** GIVEN INFORMATION follows **

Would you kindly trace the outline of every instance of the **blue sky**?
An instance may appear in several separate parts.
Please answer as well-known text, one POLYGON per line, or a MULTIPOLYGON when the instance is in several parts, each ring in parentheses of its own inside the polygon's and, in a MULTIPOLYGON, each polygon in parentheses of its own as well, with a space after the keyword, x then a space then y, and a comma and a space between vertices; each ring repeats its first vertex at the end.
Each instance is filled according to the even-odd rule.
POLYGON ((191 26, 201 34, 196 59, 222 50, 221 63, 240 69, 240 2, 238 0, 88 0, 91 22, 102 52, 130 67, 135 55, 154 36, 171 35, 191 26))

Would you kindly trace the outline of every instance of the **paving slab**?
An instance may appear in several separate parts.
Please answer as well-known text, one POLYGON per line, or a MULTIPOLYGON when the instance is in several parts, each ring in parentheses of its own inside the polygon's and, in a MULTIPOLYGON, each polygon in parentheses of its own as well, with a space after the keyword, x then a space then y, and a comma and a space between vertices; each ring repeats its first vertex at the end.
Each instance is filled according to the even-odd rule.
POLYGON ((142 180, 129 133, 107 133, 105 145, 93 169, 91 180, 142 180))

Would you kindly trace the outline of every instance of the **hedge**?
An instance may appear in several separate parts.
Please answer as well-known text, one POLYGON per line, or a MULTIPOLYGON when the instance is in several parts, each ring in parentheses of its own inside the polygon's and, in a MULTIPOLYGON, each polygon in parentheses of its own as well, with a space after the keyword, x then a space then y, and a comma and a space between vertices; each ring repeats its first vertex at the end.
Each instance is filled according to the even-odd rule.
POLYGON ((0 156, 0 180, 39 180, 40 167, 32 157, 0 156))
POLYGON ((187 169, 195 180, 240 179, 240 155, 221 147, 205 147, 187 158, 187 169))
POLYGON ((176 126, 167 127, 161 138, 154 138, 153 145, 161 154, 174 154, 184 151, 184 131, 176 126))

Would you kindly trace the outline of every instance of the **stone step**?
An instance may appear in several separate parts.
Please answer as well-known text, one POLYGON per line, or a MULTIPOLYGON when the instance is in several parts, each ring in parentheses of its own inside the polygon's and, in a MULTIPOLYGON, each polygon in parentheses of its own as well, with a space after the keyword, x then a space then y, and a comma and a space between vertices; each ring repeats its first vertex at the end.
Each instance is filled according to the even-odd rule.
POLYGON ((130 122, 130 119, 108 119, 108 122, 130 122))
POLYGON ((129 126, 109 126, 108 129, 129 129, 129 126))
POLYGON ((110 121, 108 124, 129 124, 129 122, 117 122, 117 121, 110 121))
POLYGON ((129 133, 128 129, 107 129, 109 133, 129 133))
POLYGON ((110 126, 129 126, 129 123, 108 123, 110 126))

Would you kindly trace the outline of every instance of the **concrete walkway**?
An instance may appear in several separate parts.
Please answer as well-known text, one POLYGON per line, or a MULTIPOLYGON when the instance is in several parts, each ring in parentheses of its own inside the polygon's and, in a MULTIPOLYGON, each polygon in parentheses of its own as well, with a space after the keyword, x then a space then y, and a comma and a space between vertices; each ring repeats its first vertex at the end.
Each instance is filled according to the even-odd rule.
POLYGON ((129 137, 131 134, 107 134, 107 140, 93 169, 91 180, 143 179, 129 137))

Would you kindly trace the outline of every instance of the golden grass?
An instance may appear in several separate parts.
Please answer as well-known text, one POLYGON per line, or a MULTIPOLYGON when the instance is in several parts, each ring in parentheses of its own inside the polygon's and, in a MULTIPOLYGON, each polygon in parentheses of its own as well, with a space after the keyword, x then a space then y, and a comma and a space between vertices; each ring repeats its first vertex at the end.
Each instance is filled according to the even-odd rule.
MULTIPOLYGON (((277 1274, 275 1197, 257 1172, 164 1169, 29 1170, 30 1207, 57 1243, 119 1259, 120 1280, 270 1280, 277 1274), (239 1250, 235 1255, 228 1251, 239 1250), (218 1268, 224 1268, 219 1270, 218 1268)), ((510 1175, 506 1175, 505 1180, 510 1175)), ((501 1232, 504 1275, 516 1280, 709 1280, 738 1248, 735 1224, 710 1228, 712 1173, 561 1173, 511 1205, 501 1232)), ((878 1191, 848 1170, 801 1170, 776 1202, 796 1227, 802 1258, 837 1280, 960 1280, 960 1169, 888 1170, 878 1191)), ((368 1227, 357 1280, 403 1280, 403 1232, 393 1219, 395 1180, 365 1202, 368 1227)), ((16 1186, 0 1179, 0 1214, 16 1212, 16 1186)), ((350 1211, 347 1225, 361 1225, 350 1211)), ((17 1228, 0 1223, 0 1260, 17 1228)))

** End of GIVEN INFORMATION **
** GIVEN INFORMATION follows **

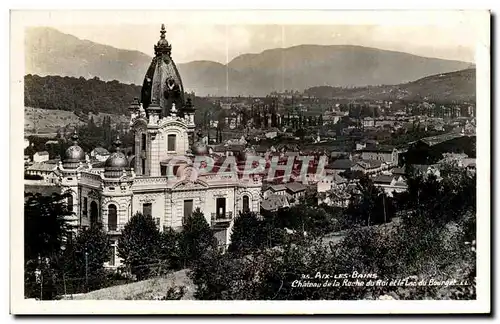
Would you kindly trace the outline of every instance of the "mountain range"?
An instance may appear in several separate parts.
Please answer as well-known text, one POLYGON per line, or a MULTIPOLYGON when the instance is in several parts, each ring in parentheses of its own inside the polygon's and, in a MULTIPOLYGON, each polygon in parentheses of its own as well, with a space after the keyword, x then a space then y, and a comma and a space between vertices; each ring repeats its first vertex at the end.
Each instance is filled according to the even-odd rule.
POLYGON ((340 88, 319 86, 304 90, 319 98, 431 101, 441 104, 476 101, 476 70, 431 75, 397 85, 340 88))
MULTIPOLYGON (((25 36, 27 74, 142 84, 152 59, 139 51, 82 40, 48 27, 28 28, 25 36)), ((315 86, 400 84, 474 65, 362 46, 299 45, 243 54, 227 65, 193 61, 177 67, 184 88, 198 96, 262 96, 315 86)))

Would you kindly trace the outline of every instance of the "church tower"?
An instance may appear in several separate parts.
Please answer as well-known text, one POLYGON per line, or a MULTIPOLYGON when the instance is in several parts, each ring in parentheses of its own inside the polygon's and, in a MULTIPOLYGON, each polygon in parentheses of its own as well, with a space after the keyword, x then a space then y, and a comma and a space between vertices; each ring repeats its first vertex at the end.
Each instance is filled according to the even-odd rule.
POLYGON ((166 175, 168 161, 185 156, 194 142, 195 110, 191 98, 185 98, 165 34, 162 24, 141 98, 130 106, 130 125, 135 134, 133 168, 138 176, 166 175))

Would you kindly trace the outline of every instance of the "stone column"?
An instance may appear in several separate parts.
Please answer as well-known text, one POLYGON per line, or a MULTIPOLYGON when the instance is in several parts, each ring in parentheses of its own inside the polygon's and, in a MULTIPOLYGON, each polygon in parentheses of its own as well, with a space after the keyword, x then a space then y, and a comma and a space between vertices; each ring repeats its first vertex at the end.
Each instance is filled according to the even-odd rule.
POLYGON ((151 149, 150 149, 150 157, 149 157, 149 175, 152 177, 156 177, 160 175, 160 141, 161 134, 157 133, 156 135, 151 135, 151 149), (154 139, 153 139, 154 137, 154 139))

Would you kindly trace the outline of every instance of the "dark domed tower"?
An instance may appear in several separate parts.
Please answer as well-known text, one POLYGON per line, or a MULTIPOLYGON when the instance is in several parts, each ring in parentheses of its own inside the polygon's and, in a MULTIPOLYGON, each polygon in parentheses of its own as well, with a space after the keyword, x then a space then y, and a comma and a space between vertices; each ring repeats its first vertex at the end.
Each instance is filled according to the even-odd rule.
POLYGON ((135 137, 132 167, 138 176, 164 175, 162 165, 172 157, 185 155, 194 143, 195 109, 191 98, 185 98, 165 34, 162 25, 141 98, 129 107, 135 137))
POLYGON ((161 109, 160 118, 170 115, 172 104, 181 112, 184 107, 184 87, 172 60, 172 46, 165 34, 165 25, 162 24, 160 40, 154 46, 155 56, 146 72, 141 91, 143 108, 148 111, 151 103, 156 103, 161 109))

** End of GIVEN INFORMATION **

▶ **BRIEF**
Gather each line from the entries above that includes the word "trace".

▶ **COMPLETED TASK**
Would you kindly trace the outline of every instance of the **blue sky**?
Would you kindly trace the outline of every instance of the **paving slab**?
Would you kindly trace the outline of every instance of the **hedge**?
Would you kindly trace the outline of every instance of the **stone step**?
Would you kindly trace the outline of every instance of the **concrete walkway**?
Would you kindly trace the outline of every instance of the golden grass?
Would you kindly trace the outline of every instance of the "mountain range"?
Would you kindly trace the outline of every instance of the "church tower"?
Would you kindly trace the outline of every instance of the "stone column"?
Would you kindly trace the outline of every instance of the "dark domed tower"?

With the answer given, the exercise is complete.